(Collection entries)
Start of Block

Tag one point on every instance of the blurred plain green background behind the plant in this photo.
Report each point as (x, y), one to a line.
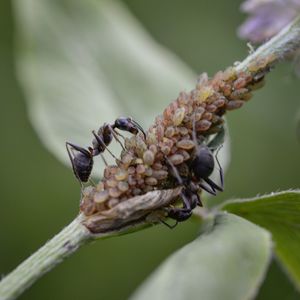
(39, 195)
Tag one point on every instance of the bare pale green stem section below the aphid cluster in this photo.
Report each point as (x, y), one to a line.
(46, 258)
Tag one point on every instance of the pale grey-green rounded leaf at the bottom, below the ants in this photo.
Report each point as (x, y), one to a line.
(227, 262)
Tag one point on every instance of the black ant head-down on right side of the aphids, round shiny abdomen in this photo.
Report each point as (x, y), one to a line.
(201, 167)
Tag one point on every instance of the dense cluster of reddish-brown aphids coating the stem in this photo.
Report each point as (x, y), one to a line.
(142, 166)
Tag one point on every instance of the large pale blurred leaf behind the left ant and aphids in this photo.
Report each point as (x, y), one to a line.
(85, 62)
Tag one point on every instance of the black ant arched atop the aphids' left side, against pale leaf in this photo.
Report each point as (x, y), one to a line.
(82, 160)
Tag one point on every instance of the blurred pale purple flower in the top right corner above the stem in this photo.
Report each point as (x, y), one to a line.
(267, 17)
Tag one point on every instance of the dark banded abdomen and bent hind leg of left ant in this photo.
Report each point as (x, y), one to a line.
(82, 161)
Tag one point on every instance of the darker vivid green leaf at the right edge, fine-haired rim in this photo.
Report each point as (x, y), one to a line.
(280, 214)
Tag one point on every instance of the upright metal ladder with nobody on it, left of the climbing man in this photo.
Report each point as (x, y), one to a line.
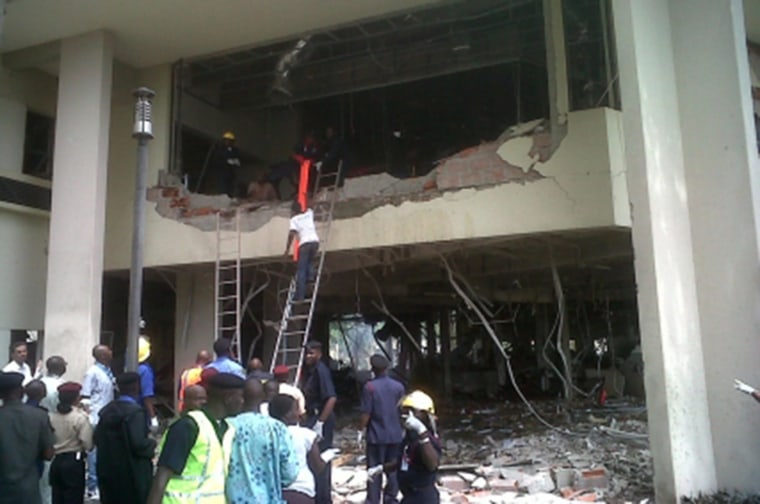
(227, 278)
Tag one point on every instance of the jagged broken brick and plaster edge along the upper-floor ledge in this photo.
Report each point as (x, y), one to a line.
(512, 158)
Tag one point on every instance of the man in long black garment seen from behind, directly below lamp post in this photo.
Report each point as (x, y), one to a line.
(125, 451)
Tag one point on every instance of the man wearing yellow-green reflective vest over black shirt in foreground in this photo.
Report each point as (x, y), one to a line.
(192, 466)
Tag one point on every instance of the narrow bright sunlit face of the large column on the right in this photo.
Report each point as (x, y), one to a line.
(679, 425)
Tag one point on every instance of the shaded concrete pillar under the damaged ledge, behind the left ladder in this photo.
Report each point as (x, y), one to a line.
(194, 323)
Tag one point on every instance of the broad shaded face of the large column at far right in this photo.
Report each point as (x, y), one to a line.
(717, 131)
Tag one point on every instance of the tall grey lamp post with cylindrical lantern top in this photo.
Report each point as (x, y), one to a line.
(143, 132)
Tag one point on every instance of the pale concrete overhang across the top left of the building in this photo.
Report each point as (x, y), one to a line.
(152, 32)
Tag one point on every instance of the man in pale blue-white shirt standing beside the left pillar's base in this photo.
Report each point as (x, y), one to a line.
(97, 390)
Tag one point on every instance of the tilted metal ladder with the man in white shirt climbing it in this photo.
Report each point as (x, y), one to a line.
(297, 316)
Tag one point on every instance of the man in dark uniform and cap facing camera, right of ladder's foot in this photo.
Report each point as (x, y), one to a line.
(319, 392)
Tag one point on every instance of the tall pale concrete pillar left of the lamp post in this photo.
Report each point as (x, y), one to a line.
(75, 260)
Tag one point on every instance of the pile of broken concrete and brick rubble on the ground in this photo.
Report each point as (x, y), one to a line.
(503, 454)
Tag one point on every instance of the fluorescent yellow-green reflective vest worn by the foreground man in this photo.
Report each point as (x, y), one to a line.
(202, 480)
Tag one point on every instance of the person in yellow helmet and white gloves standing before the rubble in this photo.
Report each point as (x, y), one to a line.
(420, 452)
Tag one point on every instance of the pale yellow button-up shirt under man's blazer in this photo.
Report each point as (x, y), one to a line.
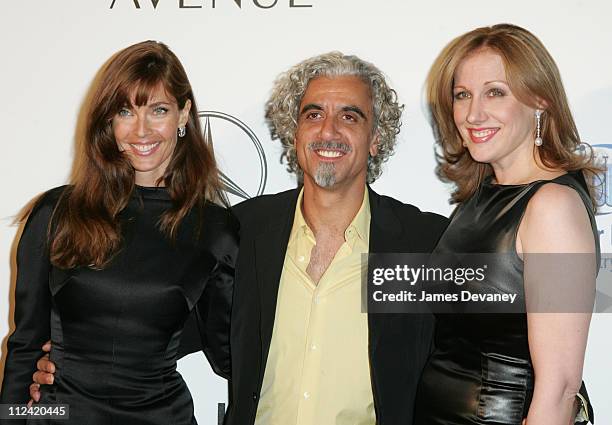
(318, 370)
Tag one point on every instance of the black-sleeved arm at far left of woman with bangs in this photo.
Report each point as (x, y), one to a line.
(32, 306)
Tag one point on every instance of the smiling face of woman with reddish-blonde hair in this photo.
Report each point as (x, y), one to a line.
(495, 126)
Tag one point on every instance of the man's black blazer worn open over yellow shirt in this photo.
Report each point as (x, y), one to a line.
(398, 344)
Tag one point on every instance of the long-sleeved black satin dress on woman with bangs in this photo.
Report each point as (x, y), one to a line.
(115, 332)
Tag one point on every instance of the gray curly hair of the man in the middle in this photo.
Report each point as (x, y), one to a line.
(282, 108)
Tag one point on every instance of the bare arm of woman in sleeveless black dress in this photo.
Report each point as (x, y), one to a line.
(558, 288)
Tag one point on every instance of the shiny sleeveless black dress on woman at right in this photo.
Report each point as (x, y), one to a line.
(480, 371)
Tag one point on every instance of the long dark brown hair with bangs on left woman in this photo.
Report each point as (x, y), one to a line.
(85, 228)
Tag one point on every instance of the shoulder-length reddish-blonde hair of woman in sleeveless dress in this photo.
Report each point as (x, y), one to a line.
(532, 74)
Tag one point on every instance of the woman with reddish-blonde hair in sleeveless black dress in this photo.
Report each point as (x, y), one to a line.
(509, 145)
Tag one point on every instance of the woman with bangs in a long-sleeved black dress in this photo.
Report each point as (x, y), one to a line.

End of Block

The task - Could you write the entries out again exactly, without their pictures?

Response -
Tag one point on every instance of the blurred plain green background behind the plant in this photo.
Report each point as (x, y), one to a line.
(39, 195)
Tag one point on every instance of the bare pale green stem section below the aphid cluster in this photo.
Report each point as (x, y), one to a line.
(46, 258)
Tag one point on every instance of the pale grey-green rounded leaf at the bottom, below the ants in this photo.
Report each point as (x, y), one to a line.
(227, 262)
Tag one point on every instance of the black ant head-down on right side of the aphids, round shiny abdomen in this photo.
Report each point as (x, y), one to a line.
(201, 167)
Tag one point on every instance of the dense cluster of reddish-brown aphids coating the stem in this photo.
Report each point as (x, y), one to a line.
(142, 166)
Tag one point on every instance of the large pale blurred leaf behind the left ant and aphids in this photo.
Report each point as (x, y), one to a line.
(85, 62)
Tag one point on every instance of the black ant arched atop the aphids' left side, against pale leaf in this photo.
Report each point as (x, y), one to a line.
(82, 160)
Tag one point on every instance of the blurred pale purple flower in the top right corner above the stem in this photo.
Report each point as (x, y), one to a line.
(267, 17)
Tag one point on every instance of the dark banded abdomen and bent hind leg of left ant in this photo.
Report each point as (x, y), one to a line.
(82, 161)
Tag one point on every instance of the darker vivid green leaf at the right edge, fine-haired rim in this photo.
Report each point as (x, y), one to a line.
(280, 214)
Tag one point on every instance of the upright metal ladder with nobody on it, left of the climbing man in this photo.
Report each point as (x, y), one to a line.
(227, 278)
Tag one point on every instance of the jagged broken brick and plaster edge along the upper-floor ledge in this photo.
Report each point as (x, y), one to a line.
(512, 158)
Tag one point on every instance of the man in long black garment seen from behind, directly below lamp post in this photo.
Report each point as (x, y), one to a line.
(125, 451)
Tag one point on every instance of the man wearing yellow-green reflective vest over black shirt in foreground in this photo.
Report each point as (x, y), one to a line.
(192, 466)
Tag one point on every instance of the narrow bright sunlit face of the large column on the right in this photo.
Report each point as (x, y), one to a line.
(679, 425)
Tag one point on every instance of the shaded concrete pillar under the damaged ledge, behind the left ladder in this photo.
Report each point as (x, y), one to a line.
(194, 323)
Tag one point on every instance of the broad shaded face of the large column at far right in this photo.
Report each point as (x, y), one to a line.
(717, 131)
Tag one point on every instance of the tall grey lamp post with cylindrical lantern top in this photo.
Report each point as (x, y), one to a line.
(143, 132)
Tag one point on every instance of the pale concrete overhang across the top left of the building in this photo.
Report each point as (x, y), one to a line.
(152, 32)
Tag one point on every instance of the man in pale blue-white shirt standing beside the left pillar's base in this photo.
Report each point as (x, y), one to a line.
(97, 390)
Tag one point on every instance of the tilted metal ladder with the man in white shirt climbing it in this photo.
Report each point as (x, y), one to a line.
(297, 316)
Tag one point on every instance of the man in dark uniform and cap facing camera, right of ladder's foot in this photo.
Report each point as (x, y), one to a line.
(319, 392)
Tag one point on every instance of the tall pale concrete pillar left of the lamp post in this photo.
Report each point as (x, y), one to a line.
(75, 260)
Tag one point on every instance of the pile of broken concrete and brick rubble on the ground in this photo.
Report each point as (x, y), one to a line.
(503, 454)
Tag one point on every instance of the fluorescent yellow-green reflective vest worn by the foreground man in this photo.
Report each point as (x, y), one to a line.
(202, 480)
Tag one point on every instance of the person in yellow helmet and white gloves standing before the rubble in this photo.
Report each point as (x, y), one to a line.
(420, 452)
Tag one point on every instance of the pale yellow button-up shirt under man's blazer in this photo.
Report each point as (x, y), one to a line.
(318, 370)
Tag one point on every instance of the black-sleeved arm at far left of woman with bangs in this photo.
Report each point as (x, y), one to a line.
(32, 306)
Tag one point on every instance of the smiling face of woman with reddish-blonde hair in this photo.
Report each point as (x, y), one to a line.
(495, 126)
Tag one point on every instance of the man's black blazer worn open over yellow shirt in this photo.
Report each point as (x, y), one to a line.
(398, 344)
Tag one point on every instance of the long-sleeved black satin dress on woman with bangs in this photo.
Report each point as (x, y), one to a line.
(115, 332)
Tag one point on every instance of the gray curly hair of the man in the middle in this photo.
Report each point as (x, y), one to a line.
(282, 108)
Tag one point on every instance of the bare arm of woman in sleeveless black dress in this photo.
Report each point as (x, y), one to a line.
(558, 288)
Tag one point on every instance of the shiny sleeveless black dress on woman at right in this photo.
Report each point as (x, y), one to a line.
(480, 371)
Tag one point on every instance of the long dark brown hair with bangs on left woman in this photo.
Report each point as (x, y), one to a line.
(85, 228)
Tag one point on every instance of the shoulder-length reddish-blonde hair of woman in sleeveless dress in this photo.
Report each point as (x, y), one to a line.
(532, 74)
Tag one point on every instance of the woman with reddish-blonde hair in sleeveless black dress in this photo.
Report each point as (x, y), one to a line.
(509, 145)
Tag one point on every instance of the woman with bangs in a long-sleeved black dress in this photo.
Report each point as (x, y), one to a line.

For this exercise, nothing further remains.